#### Texte fourni

Instrumentalisation et partenariat dans l’action sociale
David Castrillon – Directeur général – Projet Collectif en Inclusion à Montréal (PCEIM)
L’instrumentalisation est l’une des préoccupations des organismes communautaires lorsque leurs représentants participent à des comités composés d’organisations d’autres secteurs, notamment le secteur public et les fondations (qui sont souvent leurs bailleurs de fonds). Ils ont l’expérience de voir comment leurs idées mais aussi leur présence peuvent être utilisées par ces acteurs pour atteindre leurs propres objectifs. Cette utilisation peut être faite de bonne foi, dans un esprit de charité naïf, ou de manière stratégique. Afin de créer des espaces de confiance entre les acteurs, il peut être pertinent, d’aborder le thème de l’instrumentalisation pour mieux le comprendre.
Être traité comme une finalité en soi
L’une des valeurs affichées dans les sociétés démocratiques est celle de considérer les êtres humains comme des fins en soi, plutôt que de les traiter comme des moyens ou des instruments au service d’une autre fin. Cette idée de considérer les êtres humains comme des fins en soi s’est répandue géographiquement (dans une grande partie du monde) et socialement (dans plusieurs sphères de la vie des personnes). Ainsi, cette valeur a été intériorisée au point où une personne ressentira un affront lorsqu’elle percevra qu’elle est traitée comme un instrument. Ce ressenti, tout à fait légitime, peut alors se transformer en action visant à changer les relations.
Cependant, dans certaines formes de relation, il est inévitable que les humains se traitent mutuellement comme des instruments. En outre, vouloir éliminer toute forme d’instrumentalisation n’est pas réaliste et peut même avoir des effets contraires à l’objectif souhaité. Par conséquent, l’instrumentalisation dans certains contextes et relations peut être tout à fait légitime voire nécessaire. Cela n’a aucun sens de vouloir éliminer complètement cette façon d’entrer en relation, mais il est également faux de penser que toutes les relations sont uniquement instrumentales, comme le prônent certaines approches.
Le contexte d’instrumentalisation
Pour bien comprendre cette idée, dans le contexte du régime politique démocratique par exemple, nous devrions considérer les lois et l’organisation de l’État comme des instruments au service des êtres humains, qui sont eux-mêmes la fin en soi, plutôt que des instruments au service d’une finalité externe telle que les dieux, l’Histoire, le parti, le profit, une idée, l’économie, etc. Dans ce contexte, il n’est pas légitime de renverser les rôles, comme cela peut être le cas dans d’autres régimes où les êtres humains concrets sont considérés comme un moyen d’atteindre un objectif ultime.
Cela ne veut pas dire qu’au sein d’une démocratie il ne puisse y avoir, avec toute légitimité, des traitements instrumentaux. Cependant, et voici la nuance qui est importante de saisir : ce traitement n’est pas ressenti comme un affront (en général) lorsqu’il est mutuel. Par exemple, le monde du travail est un contexte dans lequel l’instrumentalisation a tout son sens. Demander d’autres types de traitement n’aura pas sa place. Cela ne veut pas dire que dans l’informalité les personnes n’en trouvent pas d’autres types, mais la nature des échanges demandés est de type instrumental. Également, les relations entre organisations, qui se font via leurs représentants, sont des relations de type instrumental. Perdre de vue cette réalité peut générer de grandes incompréhensions.

########
#### Données de l'exercice

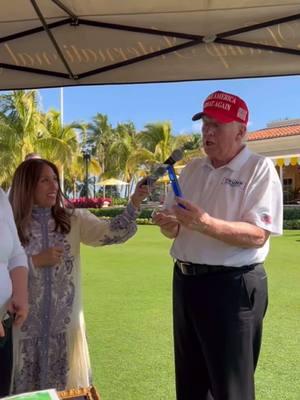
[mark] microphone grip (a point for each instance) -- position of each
(174, 183)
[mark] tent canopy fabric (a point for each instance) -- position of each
(111, 182)
(50, 43)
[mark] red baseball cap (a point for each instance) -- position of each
(224, 108)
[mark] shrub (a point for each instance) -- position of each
(112, 212)
(94, 203)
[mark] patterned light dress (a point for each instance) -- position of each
(50, 350)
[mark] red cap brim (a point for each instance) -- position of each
(215, 114)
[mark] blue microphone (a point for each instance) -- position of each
(174, 181)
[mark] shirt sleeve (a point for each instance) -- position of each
(97, 232)
(263, 205)
(18, 257)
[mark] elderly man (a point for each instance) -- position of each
(232, 202)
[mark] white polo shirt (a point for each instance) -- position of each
(12, 254)
(247, 189)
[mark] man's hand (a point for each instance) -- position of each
(49, 257)
(191, 216)
(167, 222)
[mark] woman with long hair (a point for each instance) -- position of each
(13, 288)
(51, 350)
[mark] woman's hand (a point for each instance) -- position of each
(2, 332)
(140, 193)
(18, 307)
(49, 257)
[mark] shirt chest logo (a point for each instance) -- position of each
(233, 182)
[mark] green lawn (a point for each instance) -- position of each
(127, 297)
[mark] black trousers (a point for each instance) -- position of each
(6, 358)
(217, 333)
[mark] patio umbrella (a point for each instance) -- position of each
(111, 182)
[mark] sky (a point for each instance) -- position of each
(268, 99)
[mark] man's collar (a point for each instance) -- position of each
(236, 163)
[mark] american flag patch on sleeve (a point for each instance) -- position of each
(266, 218)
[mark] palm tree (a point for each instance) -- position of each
(20, 130)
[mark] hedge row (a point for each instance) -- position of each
(145, 216)
(291, 213)
(112, 212)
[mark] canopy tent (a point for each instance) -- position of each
(111, 182)
(48, 43)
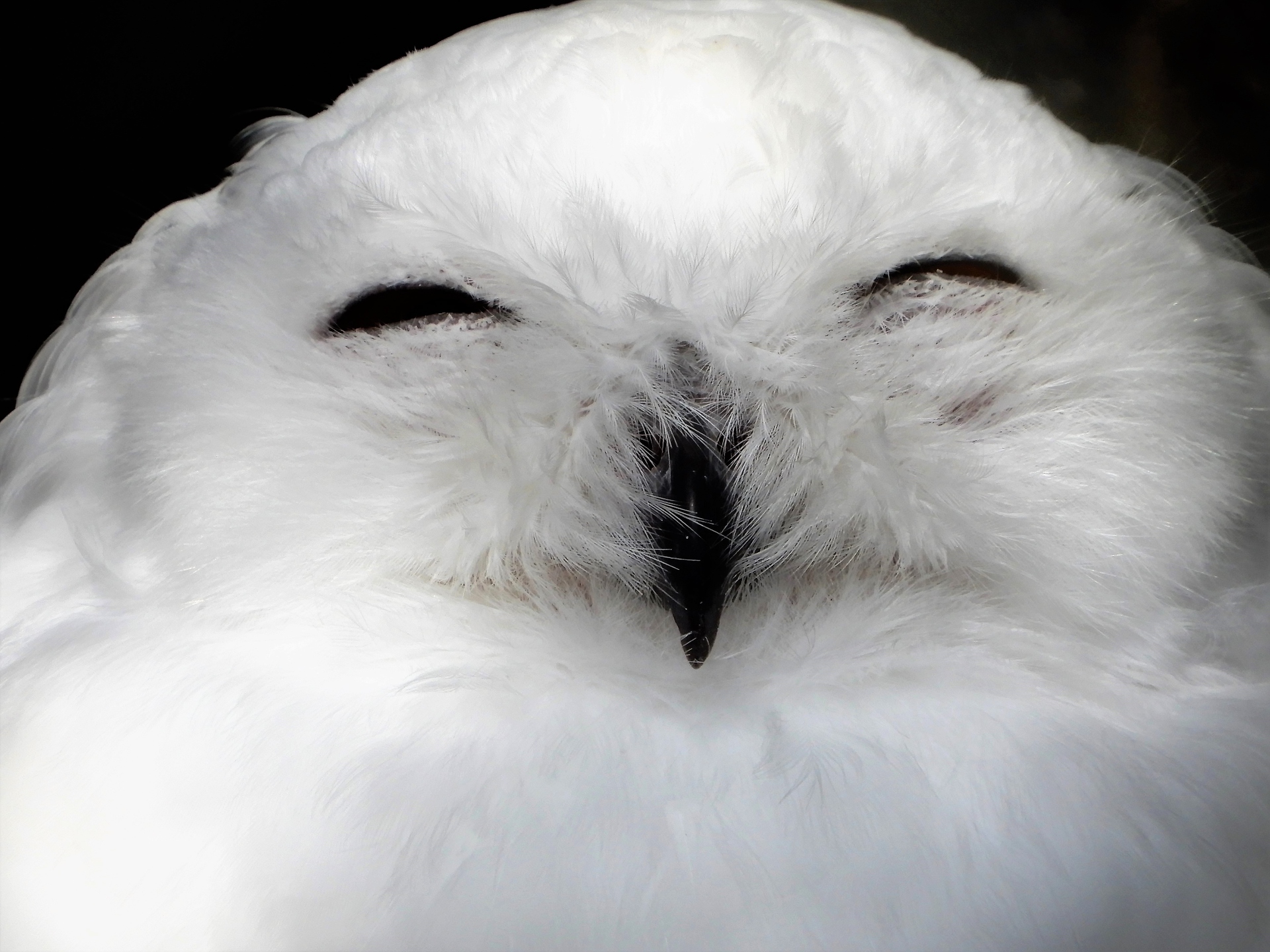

########

### Consignes
1. Traduisez en anglais cette phrase du texte sur l'instrumentalisation : « Perdre de vue cette réalité peut générer de grandes incompréhensions. »
2. Modifiez les enregistrements depuis la ligne contenant « [mark] man's collar » jusqu'à la fin des enregistrements : remplacez « hedge row » par « hedgerow » sans rien changer d'autre. Ne reprenez pas les images dans votre réponse.

### Réponses
1. Losing sight of this reality can generate major misunderstandings.

2.
[mark] man's collar (a point for each instance) -- position of each
(236, 163)
[mark] american flag patch on sleeve (a point for each instance) -- position of each
(266, 218)
[mark] palm tree (a point for each instance) -- position of each
(20, 130)
[mark] hedgerow (a point for each instance) -- position of each
(145, 216)
(291, 213)
(112, 212)
[mark] canopy tent (a point for each instance) -- position of each
(111, 182)
(48, 43)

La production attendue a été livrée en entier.